_TASK DIRECTIONS:_ Work out how many lines of the listing hold the string "girl", then answer with that number and nothing else.

────────────────────

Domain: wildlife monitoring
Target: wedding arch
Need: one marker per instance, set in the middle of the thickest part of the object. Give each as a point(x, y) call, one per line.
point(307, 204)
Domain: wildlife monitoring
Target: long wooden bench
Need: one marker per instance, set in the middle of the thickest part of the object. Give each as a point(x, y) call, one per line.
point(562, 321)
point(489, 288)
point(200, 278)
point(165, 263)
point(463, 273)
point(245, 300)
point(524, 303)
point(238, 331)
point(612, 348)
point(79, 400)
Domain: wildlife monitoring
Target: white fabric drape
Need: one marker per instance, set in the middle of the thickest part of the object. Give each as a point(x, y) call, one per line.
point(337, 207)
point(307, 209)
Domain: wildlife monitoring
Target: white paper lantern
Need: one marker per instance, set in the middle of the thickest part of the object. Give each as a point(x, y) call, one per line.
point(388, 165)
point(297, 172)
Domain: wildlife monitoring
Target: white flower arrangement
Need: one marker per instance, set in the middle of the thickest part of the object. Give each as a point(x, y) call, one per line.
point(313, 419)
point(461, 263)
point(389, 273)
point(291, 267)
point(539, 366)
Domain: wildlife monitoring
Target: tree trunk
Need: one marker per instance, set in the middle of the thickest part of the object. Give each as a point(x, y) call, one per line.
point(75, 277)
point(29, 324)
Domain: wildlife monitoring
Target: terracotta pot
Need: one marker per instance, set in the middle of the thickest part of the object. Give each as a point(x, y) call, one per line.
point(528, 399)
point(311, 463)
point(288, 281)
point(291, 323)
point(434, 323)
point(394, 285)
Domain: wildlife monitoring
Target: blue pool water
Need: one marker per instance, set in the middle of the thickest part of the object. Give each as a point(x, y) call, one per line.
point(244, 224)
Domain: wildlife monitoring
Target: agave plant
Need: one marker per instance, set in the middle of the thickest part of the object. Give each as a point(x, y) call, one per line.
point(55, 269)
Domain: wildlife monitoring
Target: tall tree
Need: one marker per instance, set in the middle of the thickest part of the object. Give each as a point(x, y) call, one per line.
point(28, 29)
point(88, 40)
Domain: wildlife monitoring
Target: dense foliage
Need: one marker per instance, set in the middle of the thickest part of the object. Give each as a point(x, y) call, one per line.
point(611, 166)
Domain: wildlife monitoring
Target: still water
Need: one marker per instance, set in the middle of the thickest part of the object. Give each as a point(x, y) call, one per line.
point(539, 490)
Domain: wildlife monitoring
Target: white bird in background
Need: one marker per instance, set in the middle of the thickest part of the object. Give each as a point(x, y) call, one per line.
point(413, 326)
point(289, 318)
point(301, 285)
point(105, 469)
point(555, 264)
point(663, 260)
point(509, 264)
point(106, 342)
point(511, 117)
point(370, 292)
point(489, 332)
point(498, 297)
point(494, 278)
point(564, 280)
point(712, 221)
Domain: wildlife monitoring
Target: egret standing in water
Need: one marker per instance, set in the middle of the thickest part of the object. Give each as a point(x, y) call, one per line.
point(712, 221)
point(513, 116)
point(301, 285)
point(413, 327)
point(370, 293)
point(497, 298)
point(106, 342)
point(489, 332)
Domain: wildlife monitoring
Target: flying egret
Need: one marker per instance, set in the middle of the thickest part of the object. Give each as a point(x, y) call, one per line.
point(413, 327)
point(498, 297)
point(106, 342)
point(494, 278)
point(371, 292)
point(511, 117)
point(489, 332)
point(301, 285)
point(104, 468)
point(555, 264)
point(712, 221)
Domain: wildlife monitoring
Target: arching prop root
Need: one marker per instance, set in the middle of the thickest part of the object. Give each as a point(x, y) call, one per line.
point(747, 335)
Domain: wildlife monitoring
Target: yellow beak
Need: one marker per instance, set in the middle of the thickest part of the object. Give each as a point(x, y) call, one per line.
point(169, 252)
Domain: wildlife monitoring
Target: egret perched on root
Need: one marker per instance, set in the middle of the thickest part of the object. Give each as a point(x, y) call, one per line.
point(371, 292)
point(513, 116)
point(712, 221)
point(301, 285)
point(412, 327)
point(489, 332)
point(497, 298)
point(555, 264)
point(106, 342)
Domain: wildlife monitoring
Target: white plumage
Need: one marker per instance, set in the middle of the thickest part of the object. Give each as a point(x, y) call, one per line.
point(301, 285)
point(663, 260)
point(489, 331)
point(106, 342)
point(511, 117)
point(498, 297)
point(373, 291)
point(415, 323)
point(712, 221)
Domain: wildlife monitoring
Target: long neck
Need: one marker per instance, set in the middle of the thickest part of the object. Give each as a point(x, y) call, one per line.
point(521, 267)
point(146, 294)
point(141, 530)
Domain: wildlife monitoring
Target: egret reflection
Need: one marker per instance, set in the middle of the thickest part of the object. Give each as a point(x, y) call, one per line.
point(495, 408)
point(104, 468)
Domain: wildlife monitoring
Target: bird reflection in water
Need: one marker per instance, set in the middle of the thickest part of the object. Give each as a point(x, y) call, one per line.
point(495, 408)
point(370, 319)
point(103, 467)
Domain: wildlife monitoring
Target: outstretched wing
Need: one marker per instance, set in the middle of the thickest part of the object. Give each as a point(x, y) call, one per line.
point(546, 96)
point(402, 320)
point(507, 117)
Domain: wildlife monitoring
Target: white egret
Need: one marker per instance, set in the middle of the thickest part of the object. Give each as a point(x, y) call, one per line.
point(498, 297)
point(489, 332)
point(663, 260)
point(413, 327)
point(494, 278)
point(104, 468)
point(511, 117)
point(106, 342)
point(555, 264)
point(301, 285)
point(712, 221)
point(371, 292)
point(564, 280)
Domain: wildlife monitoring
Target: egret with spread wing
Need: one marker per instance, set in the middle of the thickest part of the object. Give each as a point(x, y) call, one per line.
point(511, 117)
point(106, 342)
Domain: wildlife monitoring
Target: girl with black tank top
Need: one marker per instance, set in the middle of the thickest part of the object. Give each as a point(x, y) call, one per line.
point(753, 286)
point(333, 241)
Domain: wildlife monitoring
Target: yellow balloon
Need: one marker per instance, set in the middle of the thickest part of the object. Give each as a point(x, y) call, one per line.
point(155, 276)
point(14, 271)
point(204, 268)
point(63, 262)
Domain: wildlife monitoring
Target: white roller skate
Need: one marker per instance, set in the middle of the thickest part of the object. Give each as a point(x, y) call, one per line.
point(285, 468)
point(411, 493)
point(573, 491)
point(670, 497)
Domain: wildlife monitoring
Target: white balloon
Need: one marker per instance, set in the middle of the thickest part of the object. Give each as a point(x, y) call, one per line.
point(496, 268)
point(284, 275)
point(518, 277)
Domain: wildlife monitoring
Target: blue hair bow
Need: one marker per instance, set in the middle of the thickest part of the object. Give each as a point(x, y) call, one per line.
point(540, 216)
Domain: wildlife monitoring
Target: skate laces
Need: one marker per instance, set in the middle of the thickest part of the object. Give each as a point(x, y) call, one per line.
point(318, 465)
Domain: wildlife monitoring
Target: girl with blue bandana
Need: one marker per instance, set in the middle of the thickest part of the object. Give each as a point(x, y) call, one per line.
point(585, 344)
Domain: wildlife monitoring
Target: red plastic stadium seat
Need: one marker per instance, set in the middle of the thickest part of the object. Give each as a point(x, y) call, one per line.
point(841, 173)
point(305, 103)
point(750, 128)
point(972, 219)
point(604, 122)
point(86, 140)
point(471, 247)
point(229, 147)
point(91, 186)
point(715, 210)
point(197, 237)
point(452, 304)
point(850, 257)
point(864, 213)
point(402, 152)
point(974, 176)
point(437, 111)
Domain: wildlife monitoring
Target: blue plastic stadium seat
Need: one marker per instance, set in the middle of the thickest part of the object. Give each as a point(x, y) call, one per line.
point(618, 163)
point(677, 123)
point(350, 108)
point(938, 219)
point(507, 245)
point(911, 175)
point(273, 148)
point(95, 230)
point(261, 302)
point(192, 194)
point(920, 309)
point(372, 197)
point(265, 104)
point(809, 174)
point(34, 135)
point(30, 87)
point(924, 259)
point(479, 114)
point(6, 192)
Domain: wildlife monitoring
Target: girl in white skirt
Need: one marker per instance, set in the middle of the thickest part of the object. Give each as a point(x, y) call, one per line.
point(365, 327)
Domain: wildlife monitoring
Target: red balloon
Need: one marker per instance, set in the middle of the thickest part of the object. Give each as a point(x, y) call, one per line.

────────────────────

_SOLUTION FOR THIS PROBLEM:_ 3